### DATA FOR THIS TASK:
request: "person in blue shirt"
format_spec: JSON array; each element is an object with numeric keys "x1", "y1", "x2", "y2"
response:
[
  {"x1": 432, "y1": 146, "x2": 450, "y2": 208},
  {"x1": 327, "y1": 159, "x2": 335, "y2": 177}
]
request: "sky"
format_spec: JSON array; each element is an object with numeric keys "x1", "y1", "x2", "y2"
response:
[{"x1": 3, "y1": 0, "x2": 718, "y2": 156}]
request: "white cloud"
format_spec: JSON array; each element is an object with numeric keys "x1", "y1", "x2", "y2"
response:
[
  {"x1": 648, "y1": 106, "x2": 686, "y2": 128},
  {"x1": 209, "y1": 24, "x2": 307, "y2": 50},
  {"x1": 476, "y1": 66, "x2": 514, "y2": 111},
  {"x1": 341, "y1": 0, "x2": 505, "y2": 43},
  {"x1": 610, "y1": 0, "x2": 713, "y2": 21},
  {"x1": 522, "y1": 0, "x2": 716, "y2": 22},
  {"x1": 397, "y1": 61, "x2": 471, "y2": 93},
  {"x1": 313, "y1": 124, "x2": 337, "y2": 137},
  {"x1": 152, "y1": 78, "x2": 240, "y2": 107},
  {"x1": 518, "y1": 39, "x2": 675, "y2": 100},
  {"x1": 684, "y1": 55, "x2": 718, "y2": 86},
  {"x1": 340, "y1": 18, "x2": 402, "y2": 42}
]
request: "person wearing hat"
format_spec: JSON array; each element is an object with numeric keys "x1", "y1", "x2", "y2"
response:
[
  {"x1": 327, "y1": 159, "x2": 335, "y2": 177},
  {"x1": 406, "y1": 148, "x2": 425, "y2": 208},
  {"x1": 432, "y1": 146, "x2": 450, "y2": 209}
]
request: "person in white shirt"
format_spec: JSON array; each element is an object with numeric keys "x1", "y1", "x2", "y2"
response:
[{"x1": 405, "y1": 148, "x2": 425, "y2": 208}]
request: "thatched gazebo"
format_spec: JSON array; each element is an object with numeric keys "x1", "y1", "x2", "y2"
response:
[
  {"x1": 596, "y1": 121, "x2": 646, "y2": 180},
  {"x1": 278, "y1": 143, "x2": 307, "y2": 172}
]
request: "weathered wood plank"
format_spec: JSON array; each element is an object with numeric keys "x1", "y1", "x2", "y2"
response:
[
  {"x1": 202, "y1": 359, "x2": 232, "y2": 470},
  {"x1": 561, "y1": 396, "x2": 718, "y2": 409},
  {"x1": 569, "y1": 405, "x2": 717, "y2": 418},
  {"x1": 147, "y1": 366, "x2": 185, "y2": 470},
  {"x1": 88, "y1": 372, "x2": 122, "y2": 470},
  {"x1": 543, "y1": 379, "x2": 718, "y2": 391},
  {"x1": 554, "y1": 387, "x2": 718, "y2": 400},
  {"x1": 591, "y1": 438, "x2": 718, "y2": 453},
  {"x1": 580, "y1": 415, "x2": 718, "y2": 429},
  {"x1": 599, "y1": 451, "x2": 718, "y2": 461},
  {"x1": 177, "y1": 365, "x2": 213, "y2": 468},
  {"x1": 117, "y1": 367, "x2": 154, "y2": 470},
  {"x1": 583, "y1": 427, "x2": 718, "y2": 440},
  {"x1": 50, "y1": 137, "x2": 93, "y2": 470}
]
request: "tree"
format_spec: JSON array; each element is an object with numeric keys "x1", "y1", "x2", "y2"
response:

### PROMPT:
Each line of the data is to be output exactly, with none skipped.

### RESPONSE TO THIS TASK:
request: "person in blue shirt"
format_spec: JSON array; each element is an object with numeric keys "x1", "y1", "x2", "y2"
response:
[
  {"x1": 432, "y1": 146, "x2": 450, "y2": 208},
  {"x1": 327, "y1": 159, "x2": 335, "y2": 177}
]
request: "sky"
format_spec: JSON array; each element is an object with numeric keys "x1", "y1", "x2", "y2"
response:
[{"x1": 3, "y1": 0, "x2": 718, "y2": 156}]
request: "white cloud"
format_spec: JSON array; each element is an object with numeric keys "x1", "y1", "x2", "y2"
response:
[
  {"x1": 648, "y1": 106, "x2": 686, "y2": 128},
  {"x1": 209, "y1": 24, "x2": 307, "y2": 50},
  {"x1": 476, "y1": 66, "x2": 514, "y2": 111},
  {"x1": 341, "y1": 0, "x2": 505, "y2": 43},
  {"x1": 610, "y1": 0, "x2": 713, "y2": 21},
  {"x1": 522, "y1": 0, "x2": 716, "y2": 22},
  {"x1": 397, "y1": 61, "x2": 471, "y2": 93},
  {"x1": 313, "y1": 124, "x2": 337, "y2": 137},
  {"x1": 152, "y1": 78, "x2": 240, "y2": 107},
  {"x1": 518, "y1": 39, "x2": 675, "y2": 100},
  {"x1": 684, "y1": 55, "x2": 718, "y2": 86},
  {"x1": 340, "y1": 18, "x2": 402, "y2": 42}
]
request: "person wearing hat"
format_spec: JSON array; each element is an object with numeric keys "x1", "y1", "x2", "y2"
response:
[
  {"x1": 327, "y1": 159, "x2": 335, "y2": 177},
  {"x1": 406, "y1": 148, "x2": 425, "y2": 208},
  {"x1": 432, "y1": 146, "x2": 450, "y2": 209}
]
request: "person in white shirt"
format_spec: JSON array; each element is an object with numeric keys "x1", "y1", "x2", "y2"
response:
[{"x1": 405, "y1": 148, "x2": 425, "y2": 208}]
request: "thatched gazebo"
format_spec: JSON array; each element is an object with numeric keys "x1", "y1", "x2", "y2"
response:
[
  {"x1": 596, "y1": 121, "x2": 646, "y2": 180},
  {"x1": 278, "y1": 143, "x2": 307, "y2": 172}
]
request: "weathered wood plank"
format_spec: JSON array; each element is an object with numeric keys "x1", "y1", "x2", "y2"
response:
[
  {"x1": 202, "y1": 359, "x2": 232, "y2": 470},
  {"x1": 561, "y1": 396, "x2": 718, "y2": 409},
  {"x1": 569, "y1": 405, "x2": 717, "y2": 418},
  {"x1": 147, "y1": 366, "x2": 185, "y2": 470},
  {"x1": 88, "y1": 372, "x2": 122, "y2": 470},
  {"x1": 543, "y1": 379, "x2": 718, "y2": 391},
  {"x1": 554, "y1": 387, "x2": 718, "y2": 400},
  {"x1": 591, "y1": 438, "x2": 718, "y2": 453},
  {"x1": 580, "y1": 415, "x2": 718, "y2": 429},
  {"x1": 599, "y1": 451, "x2": 718, "y2": 461},
  {"x1": 177, "y1": 365, "x2": 213, "y2": 468},
  {"x1": 117, "y1": 367, "x2": 154, "y2": 470},
  {"x1": 583, "y1": 427, "x2": 718, "y2": 440},
  {"x1": 50, "y1": 137, "x2": 93, "y2": 470}
]
request: "tree"
format_spec: JSON array; each element is an object with numeric keys "x1", "y1", "x2", "y2"
response:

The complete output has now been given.